[TEXT FOR ANALYSIS — start]

Reproducibility¶
This repository keeps the benchmark, checked-in reference results, figure-generation scripts, and release assets together so users can verify both the code and the published numbers.
Reproduction Levels¶
| Goal | Command | Cost |
|---|---|---|
| Smoke test the install | asb evaluate --suite mini --provider mock -d D0 -o results/smoke |
Free |
| Validate the checked-in paper comparison pipeline | ./scripts/reproduce_main_table.sh --provider mock |
Free |
| Rebuild submission figures from checked-in metrics | ./scripts/reproduce_all_figures.sh |
Free |
| Re-run the full reference sweep on a real provider | ./scripts/reproduce.sh --provider openai-compatible --base-url ... --model gpt-4o |
Paid API usage |
Reference Environment¶
The validated maintainer snapshot is pinned in:
requirements/reproducibility-1.0.2.txt
Use it when you want a close match to the environment used to validate the v1.0.2 release.
python -m venv .venv
source .venv/bin/activate
pip install -r requirements/reproducibility-1.0.2.txt
pip install -e .

[TEXT FOR ANALYSIS — finish]
[PROVIDED DATA — start]

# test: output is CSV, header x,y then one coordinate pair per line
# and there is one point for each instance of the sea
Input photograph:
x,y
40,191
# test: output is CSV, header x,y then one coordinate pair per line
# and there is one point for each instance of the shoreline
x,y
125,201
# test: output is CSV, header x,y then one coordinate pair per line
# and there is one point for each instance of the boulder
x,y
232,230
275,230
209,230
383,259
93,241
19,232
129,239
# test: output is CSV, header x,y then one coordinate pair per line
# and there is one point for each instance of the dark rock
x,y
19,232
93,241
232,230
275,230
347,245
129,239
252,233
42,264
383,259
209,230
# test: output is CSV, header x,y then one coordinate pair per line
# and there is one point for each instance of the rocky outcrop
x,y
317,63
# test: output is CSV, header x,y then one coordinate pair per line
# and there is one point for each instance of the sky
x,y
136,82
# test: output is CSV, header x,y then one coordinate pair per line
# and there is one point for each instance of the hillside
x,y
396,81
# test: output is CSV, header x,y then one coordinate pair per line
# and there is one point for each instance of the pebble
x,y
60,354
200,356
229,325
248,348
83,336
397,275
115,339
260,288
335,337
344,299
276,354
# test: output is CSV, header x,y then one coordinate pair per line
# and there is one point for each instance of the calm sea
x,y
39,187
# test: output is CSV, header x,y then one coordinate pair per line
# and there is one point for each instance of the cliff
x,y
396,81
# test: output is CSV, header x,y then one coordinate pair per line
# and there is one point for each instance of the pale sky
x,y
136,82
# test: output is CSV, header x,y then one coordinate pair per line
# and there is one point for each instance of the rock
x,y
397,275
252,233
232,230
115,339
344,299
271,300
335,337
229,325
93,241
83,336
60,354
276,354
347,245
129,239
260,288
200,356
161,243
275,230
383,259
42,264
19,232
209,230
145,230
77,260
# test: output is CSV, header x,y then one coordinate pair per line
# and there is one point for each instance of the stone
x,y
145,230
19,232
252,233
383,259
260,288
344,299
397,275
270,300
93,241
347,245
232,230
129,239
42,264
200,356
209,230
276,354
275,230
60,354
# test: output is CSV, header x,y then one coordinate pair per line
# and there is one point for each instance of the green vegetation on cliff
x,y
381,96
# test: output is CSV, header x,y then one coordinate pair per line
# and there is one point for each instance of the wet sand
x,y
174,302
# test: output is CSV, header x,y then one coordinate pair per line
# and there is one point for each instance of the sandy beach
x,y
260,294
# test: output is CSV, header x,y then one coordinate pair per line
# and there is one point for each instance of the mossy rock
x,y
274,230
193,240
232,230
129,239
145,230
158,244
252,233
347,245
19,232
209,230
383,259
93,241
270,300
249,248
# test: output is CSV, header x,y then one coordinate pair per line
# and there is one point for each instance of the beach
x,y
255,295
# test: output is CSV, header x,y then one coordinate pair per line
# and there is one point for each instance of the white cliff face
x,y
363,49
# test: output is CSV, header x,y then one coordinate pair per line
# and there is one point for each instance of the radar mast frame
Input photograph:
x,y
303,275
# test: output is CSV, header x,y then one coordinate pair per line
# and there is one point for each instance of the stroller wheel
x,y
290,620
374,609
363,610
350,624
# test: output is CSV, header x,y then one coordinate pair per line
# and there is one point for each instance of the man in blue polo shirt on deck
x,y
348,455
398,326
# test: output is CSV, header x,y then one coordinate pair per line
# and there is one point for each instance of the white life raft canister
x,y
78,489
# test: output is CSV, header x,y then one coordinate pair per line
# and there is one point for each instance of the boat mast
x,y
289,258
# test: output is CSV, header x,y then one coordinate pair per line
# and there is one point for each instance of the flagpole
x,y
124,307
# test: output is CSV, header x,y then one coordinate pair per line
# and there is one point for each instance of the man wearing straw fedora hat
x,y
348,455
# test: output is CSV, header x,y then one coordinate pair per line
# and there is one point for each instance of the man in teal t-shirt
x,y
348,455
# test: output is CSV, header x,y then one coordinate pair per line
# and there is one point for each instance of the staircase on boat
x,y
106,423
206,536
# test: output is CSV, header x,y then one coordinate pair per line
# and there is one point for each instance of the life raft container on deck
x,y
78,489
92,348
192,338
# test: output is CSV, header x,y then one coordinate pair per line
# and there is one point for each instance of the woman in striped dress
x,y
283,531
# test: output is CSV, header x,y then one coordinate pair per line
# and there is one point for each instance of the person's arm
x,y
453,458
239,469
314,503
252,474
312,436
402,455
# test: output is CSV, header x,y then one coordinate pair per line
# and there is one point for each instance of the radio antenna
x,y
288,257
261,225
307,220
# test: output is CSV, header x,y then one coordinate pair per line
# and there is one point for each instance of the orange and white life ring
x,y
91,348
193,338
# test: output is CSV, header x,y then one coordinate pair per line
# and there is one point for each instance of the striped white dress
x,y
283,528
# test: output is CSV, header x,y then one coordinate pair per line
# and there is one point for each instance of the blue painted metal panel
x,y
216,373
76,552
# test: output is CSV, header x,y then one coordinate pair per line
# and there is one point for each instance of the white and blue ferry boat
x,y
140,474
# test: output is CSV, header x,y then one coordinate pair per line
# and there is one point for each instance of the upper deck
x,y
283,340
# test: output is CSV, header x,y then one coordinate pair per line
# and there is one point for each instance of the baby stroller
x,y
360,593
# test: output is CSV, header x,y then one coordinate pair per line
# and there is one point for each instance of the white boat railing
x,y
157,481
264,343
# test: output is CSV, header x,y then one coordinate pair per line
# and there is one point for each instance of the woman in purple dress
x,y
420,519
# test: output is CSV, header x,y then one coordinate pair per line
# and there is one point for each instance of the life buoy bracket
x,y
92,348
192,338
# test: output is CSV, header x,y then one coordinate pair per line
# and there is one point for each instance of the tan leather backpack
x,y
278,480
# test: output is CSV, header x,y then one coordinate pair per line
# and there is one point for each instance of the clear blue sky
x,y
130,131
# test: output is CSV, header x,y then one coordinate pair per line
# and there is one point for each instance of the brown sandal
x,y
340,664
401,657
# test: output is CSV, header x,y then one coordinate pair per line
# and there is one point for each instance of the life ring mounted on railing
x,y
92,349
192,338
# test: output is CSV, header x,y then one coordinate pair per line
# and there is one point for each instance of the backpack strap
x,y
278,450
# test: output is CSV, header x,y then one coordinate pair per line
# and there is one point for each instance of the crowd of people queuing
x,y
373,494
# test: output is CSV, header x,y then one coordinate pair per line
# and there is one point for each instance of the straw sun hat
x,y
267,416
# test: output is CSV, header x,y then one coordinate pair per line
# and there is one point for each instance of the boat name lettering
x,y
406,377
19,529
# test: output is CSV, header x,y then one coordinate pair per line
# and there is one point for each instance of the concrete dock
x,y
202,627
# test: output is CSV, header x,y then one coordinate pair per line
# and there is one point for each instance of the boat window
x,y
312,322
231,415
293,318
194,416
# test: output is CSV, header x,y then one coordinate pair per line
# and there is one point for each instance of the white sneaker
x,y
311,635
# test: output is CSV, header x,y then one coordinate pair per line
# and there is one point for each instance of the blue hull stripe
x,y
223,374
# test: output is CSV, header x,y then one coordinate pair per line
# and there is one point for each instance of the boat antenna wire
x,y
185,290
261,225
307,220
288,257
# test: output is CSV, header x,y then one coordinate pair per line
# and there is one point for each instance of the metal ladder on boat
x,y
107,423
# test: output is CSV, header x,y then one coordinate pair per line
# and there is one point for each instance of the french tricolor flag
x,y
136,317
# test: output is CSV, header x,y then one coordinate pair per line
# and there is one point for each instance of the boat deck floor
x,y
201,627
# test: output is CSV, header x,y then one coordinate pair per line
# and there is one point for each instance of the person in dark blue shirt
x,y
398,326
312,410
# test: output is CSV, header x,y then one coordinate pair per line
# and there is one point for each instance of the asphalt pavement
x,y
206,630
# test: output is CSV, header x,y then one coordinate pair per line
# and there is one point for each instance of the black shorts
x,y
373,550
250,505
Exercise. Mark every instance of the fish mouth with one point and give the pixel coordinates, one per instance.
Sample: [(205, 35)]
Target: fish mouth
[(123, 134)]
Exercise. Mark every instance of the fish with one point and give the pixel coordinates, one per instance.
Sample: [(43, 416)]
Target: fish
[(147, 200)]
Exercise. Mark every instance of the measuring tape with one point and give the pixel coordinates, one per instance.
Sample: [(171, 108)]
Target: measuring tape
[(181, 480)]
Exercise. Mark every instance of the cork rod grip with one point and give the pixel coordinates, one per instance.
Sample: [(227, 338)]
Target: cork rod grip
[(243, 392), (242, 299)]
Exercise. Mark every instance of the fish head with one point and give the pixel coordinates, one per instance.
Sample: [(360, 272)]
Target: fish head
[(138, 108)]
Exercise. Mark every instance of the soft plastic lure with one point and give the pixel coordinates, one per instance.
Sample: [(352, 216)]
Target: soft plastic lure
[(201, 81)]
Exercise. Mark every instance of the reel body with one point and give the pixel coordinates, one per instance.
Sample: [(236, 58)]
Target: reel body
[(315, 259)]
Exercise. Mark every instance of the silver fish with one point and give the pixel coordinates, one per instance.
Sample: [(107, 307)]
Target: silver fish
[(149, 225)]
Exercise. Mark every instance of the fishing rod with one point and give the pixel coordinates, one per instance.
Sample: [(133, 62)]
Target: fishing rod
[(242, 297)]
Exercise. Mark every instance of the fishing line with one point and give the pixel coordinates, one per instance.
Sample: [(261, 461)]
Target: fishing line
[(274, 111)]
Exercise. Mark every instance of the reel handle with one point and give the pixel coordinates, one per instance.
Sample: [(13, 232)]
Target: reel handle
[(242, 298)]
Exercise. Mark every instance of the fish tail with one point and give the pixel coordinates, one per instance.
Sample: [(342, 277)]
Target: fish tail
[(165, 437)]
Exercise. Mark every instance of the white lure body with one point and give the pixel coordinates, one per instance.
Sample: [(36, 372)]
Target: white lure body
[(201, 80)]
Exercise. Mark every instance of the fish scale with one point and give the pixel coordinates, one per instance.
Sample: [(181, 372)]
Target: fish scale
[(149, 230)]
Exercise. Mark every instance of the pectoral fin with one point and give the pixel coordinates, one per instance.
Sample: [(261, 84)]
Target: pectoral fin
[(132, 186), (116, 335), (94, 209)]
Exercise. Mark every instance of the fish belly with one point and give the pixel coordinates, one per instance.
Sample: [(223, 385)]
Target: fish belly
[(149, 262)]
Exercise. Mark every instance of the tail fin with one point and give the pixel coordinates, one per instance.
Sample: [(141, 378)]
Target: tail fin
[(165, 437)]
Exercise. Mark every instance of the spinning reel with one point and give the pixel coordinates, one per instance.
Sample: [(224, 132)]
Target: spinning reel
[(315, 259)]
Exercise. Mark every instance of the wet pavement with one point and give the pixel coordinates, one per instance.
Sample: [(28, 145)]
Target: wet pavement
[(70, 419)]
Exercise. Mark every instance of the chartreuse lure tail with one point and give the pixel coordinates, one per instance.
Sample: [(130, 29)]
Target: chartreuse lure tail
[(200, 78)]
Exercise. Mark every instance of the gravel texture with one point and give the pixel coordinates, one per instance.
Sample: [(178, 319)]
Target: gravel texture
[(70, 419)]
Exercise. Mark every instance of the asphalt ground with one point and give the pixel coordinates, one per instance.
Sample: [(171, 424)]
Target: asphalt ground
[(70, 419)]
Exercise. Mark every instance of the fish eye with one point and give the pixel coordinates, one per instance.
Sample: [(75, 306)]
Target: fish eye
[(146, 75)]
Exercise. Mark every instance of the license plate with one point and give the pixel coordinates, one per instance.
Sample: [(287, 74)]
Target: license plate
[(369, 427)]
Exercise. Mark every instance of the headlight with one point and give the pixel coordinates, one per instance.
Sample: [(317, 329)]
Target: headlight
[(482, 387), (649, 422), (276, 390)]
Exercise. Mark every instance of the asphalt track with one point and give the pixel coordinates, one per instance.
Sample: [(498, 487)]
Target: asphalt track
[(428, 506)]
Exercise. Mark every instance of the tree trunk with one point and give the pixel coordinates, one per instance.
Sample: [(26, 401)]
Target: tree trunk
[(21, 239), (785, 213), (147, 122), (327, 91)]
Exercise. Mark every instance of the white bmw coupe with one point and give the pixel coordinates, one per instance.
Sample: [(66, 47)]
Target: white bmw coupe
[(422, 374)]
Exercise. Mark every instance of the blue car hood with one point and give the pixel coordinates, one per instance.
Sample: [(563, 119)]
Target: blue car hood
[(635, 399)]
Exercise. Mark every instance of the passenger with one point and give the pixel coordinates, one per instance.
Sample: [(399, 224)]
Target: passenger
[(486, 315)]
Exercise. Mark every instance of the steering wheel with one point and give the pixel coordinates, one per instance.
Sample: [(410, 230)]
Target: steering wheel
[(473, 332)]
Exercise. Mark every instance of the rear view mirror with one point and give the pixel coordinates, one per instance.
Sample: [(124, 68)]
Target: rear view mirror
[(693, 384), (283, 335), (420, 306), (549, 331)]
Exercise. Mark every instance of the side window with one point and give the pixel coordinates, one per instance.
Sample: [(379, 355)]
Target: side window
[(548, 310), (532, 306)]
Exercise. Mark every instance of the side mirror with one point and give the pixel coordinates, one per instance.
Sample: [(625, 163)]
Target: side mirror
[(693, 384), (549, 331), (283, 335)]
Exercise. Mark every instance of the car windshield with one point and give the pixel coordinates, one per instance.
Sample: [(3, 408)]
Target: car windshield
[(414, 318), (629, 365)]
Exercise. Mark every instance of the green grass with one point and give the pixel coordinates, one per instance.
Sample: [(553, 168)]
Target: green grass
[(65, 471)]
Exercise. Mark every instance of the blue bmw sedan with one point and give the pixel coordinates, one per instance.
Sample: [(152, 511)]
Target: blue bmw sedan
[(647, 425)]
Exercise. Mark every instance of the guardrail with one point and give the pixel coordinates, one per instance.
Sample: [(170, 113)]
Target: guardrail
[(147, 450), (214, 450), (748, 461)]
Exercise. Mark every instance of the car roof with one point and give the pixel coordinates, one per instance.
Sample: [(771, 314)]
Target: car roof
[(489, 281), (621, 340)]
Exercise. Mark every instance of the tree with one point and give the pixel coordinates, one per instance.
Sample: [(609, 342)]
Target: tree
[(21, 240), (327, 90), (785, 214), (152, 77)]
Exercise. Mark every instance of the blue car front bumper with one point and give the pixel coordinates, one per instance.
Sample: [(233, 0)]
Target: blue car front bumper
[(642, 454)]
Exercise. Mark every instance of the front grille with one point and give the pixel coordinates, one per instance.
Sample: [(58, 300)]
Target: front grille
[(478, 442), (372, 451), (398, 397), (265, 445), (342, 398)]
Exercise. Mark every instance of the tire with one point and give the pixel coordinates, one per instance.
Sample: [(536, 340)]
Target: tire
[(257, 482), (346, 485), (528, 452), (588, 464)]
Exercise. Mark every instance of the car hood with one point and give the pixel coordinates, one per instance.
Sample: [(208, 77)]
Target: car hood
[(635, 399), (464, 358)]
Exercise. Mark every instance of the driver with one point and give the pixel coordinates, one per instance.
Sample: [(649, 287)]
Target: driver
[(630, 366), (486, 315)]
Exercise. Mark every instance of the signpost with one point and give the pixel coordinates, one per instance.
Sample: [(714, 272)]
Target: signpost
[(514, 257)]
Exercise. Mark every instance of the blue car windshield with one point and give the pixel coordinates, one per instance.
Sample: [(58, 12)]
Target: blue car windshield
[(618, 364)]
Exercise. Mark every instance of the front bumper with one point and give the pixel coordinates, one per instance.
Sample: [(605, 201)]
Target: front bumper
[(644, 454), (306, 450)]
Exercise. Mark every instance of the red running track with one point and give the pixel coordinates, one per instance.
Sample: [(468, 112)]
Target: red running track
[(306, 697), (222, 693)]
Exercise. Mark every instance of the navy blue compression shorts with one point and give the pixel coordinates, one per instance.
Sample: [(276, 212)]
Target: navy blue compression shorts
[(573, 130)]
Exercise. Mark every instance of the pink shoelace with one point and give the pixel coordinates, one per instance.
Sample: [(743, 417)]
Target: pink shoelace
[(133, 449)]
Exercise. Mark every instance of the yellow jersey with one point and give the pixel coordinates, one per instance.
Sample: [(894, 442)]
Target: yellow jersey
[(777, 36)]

[PROVIDED DATA — finish]

QUESTIONS TO ANSWER.
A. Reproduce the reproducibility text from "Reproducibility¶" to "the published numbers.".
B. Answer these questions using the reproducibility text:
(i) Which command rebuilds submission figures from checked-in metrics?
(ii) Which file pins the validated maintainer snapshot?
(iii) Which goal in the table carries paid API usage as its cost?
C. Summarize the reproducibility text in three sentences.

ANSWERS IN ORDER.
A.
Reproducibility¶
This repository keeps the benchmark, checked-in reference results, figure-generation scripts, and release assets together so users can verify both the code and the published numbers.

B.
(i) ./scripts/reproduce_all_figures.sh
(ii) requirements/reproducibility-1.0.2.txt
(iii) Re-running the full reference sweep on a real provider

C. The repository keeps the benchmark, checked-in reference results, figure-generation scripts, and release assets together so users can verify both the code and the published numbers. Smoke-testing the install, validating the checked-in paper comparison pipeline, and rebuilding submission figures from checked-in metrics are free, while re-running the full reference sweep on a real provider incurs paid API usage. The file requirements/reproducibility-1.0.2.txt pins a validated maintainer snapshot for a close match to the environment used to validate the v1.0.2 release.